Copy out the listing again, swapping every "rough mask" for "coarse mask" and changing nothing else.

[Collected data]
——
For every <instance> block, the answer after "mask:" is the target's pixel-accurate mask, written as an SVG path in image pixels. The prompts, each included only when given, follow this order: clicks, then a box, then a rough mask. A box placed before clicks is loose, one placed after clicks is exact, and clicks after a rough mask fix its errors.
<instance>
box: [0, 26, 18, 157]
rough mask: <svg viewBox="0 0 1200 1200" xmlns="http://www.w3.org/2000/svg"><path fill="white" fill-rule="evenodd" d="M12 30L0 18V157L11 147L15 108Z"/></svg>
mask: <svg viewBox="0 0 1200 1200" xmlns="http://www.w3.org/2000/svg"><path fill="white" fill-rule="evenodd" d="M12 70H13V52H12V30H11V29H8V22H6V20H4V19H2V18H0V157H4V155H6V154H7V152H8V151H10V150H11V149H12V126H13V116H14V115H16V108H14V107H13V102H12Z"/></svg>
——
[EXERCISE ANSWER]
For every <instance> block, the answer after "mask:" is the target's pixel-accurate mask, written as an SVG path in image pixels. The prompts, each included only when given, follow this order: clicks, then a box, then a coarse mask. A box placed before clicks is loose, one placed after clicks is exact, and clicks after a coarse mask fix its errors.
<instance>
box: [0, 26, 18, 157]
coarse mask: <svg viewBox="0 0 1200 1200" xmlns="http://www.w3.org/2000/svg"><path fill="white" fill-rule="evenodd" d="M12 30L0 18V157L11 147L15 108Z"/></svg>
mask: <svg viewBox="0 0 1200 1200" xmlns="http://www.w3.org/2000/svg"><path fill="white" fill-rule="evenodd" d="M12 70H13V52H12V30H11V29H8V22H6V20H4V19H2V18H0V157H4V155H6V154H7V152H8V151H10V150H11V149H12V126H13V116H14V115H16V108H14V107H13V102H12Z"/></svg>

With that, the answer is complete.